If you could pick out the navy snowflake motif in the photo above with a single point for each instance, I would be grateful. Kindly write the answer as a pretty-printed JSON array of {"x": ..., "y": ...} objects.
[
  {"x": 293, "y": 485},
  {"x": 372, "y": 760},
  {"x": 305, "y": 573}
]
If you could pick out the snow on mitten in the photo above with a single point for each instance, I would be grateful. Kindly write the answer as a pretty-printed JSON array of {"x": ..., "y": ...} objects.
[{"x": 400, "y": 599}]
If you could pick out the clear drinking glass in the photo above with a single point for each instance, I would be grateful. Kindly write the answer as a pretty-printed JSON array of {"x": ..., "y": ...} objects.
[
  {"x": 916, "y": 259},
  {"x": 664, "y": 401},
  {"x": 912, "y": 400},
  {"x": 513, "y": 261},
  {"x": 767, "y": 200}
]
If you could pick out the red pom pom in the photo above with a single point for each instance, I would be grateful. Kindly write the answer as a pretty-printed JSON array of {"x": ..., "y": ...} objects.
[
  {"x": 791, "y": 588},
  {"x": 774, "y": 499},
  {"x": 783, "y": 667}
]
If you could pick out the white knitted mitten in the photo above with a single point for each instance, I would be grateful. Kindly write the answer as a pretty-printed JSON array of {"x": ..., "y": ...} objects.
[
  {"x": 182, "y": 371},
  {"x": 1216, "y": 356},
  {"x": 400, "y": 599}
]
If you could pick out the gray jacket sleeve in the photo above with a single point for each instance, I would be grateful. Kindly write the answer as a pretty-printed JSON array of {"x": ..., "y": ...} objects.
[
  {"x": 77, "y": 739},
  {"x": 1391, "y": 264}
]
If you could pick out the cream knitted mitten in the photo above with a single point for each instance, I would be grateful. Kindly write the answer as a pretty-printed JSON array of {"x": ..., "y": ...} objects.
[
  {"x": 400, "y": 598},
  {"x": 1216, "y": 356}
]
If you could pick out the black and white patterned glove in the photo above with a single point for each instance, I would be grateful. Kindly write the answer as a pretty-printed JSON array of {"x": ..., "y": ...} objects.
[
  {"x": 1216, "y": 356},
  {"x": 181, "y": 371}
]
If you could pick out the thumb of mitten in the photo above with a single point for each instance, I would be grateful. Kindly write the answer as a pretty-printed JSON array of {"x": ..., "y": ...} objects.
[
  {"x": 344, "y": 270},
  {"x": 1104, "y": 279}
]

- - -

**Exercise task**. Take the entries above and copy them out exactly.

**Exercise output**.
If you could pick out the navy snowflake motif in the photo above with a single point for each instance, I would be grateful. Kindly write the answer as a pretty-printed JSON array of {"x": ..., "y": ...} objects.
[
  {"x": 293, "y": 485},
  {"x": 372, "y": 760},
  {"x": 305, "y": 573}
]
If you could pick out the snow on mitten in the photo above with a single point for each instance, I would be grateful. Kindly write the answer as a pretty-printed JSON array of {"x": ..., "y": ...} objects.
[{"x": 400, "y": 599}]
If you could pick out the clear drinking glass in the photo above with a single point for each instance, I would be grateful. Kindly write the answer as a pretty-printed JSON array of {"x": ..., "y": ...} objects.
[
  {"x": 916, "y": 259},
  {"x": 664, "y": 401},
  {"x": 912, "y": 400},
  {"x": 513, "y": 261},
  {"x": 767, "y": 200}
]
If you could pick out the red pom pom in the photo above with a single point for each instance, I would be grateful. Kindly write the answer as a pretty-printed JSON array of {"x": ..., "y": ...} objects.
[
  {"x": 791, "y": 588},
  {"x": 774, "y": 499},
  {"x": 783, "y": 667}
]
If you could pick out the white knitted mitten in the photo above with a single point for each instance, I would be grateful. Kindly write the answer as a pretty-printed JSON array of {"x": ..., "y": ...} objects.
[
  {"x": 182, "y": 371},
  {"x": 1216, "y": 356},
  {"x": 400, "y": 599}
]
If you could pick out the gray jacket sleeve in the photo above with a single point for each instance, I would be grateful. Kindly write the answer as a pretty-printed JSON array of {"x": ..., "y": ...} objects.
[
  {"x": 77, "y": 739},
  {"x": 1391, "y": 264}
]
If you could pick out the cream knitted mitten in the photo above with a single point for each instance, I would be grateful. Kindly write the answer as a pretty-printed JSON array of {"x": ..., "y": ...} objects.
[
  {"x": 400, "y": 598},
  {"x": 1216, "y": 356}
]
If you could pick out the black and white patterned glove in the photo above with a single point for each instance, I would be grateful. Kindly write the answer as a pretty-printed JSON array of {"x": ..., "y": ...} objects.
[
  {"x": 1216, "y": 356},
  {"x": 181, "y": 371}
]
If you could pick out the thumb of mitten in the photo above with a single point for each instance, I would be grateful. Kindly write the answer as a pretty-printed JSON array of {"x": ..., "y": ...} objects.
[
  {"x": 344, "y": 270},
  {"x": 1104, "y": 279}
]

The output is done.